◆ **Task inputs**:

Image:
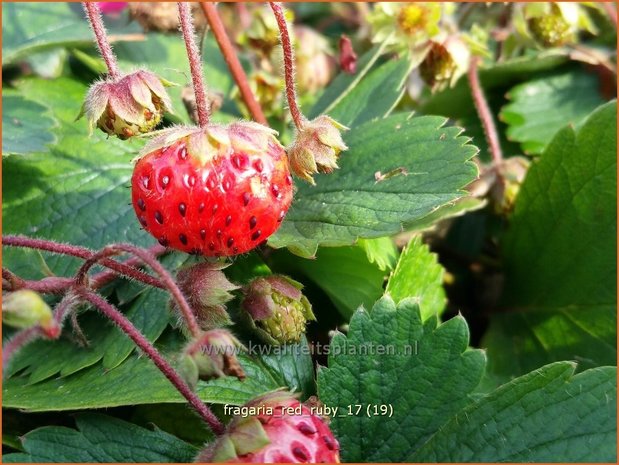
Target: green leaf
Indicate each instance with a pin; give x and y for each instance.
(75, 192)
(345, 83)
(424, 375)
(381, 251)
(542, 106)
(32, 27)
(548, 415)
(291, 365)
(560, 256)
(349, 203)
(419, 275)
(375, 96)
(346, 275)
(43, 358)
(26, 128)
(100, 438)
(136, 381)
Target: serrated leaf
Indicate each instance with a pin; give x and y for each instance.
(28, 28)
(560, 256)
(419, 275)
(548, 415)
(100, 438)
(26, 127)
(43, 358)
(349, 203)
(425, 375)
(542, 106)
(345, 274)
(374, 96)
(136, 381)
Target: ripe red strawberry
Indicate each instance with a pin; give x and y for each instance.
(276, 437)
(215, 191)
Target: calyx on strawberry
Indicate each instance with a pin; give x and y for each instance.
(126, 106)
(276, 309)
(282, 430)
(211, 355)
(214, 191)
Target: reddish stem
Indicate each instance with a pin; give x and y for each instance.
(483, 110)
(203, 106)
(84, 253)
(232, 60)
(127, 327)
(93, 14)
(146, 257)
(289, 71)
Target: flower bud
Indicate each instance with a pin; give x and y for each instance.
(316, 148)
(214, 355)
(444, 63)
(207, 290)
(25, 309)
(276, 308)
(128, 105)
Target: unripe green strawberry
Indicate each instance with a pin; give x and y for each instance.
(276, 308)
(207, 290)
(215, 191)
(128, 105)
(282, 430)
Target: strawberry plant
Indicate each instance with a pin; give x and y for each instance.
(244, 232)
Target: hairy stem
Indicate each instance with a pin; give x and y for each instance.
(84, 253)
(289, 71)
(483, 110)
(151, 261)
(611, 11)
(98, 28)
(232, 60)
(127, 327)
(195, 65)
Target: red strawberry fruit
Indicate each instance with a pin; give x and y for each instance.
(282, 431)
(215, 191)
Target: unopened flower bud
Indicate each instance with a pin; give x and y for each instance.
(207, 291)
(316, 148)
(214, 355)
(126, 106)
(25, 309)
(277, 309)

==

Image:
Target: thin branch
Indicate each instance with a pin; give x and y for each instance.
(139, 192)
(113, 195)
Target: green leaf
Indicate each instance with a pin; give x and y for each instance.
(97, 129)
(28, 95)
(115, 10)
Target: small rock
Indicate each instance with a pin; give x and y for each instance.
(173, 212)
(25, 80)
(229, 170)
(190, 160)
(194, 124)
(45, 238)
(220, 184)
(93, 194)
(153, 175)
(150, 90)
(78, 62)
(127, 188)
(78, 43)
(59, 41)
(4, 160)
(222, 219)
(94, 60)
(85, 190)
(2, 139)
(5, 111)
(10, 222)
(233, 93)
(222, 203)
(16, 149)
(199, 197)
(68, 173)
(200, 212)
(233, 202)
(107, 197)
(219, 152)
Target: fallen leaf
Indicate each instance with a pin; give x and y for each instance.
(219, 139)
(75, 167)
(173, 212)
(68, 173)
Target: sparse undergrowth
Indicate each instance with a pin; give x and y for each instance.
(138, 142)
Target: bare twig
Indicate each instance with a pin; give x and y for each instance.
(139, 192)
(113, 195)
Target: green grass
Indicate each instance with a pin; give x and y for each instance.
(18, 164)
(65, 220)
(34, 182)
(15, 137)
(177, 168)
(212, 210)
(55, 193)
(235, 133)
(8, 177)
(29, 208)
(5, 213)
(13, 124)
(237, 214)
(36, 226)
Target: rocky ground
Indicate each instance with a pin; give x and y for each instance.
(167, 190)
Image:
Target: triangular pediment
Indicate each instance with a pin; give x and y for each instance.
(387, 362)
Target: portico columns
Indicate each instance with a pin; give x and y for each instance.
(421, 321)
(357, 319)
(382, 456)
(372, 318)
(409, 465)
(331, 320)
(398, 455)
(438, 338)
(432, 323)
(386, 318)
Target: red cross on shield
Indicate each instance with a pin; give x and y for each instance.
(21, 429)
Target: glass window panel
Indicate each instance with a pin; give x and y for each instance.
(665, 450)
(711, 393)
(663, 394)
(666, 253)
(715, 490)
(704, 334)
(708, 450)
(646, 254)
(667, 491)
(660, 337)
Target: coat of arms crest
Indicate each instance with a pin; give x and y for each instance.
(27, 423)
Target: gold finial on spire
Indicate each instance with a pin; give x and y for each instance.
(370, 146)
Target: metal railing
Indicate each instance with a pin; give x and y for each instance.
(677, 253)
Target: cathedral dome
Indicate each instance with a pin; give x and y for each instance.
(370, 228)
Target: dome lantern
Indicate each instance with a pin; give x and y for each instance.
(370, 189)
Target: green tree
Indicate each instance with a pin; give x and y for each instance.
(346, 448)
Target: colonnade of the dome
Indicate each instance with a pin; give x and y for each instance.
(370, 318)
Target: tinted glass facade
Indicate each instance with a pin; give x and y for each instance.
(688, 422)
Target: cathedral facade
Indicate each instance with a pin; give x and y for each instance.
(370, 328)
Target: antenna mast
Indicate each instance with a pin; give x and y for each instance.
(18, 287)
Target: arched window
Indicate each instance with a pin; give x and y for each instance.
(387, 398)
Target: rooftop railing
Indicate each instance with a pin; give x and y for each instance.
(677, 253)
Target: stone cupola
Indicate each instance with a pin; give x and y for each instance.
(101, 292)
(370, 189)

◆ **Stated exercise**:
Locate every line in the listing above that contains the word "leaf" and copy each one. Treat uppercase and lowercase as different.

◆ **Response**:
Target: green leaf
Target: serrated leaf
Target: green leaf
Target: fallen leaf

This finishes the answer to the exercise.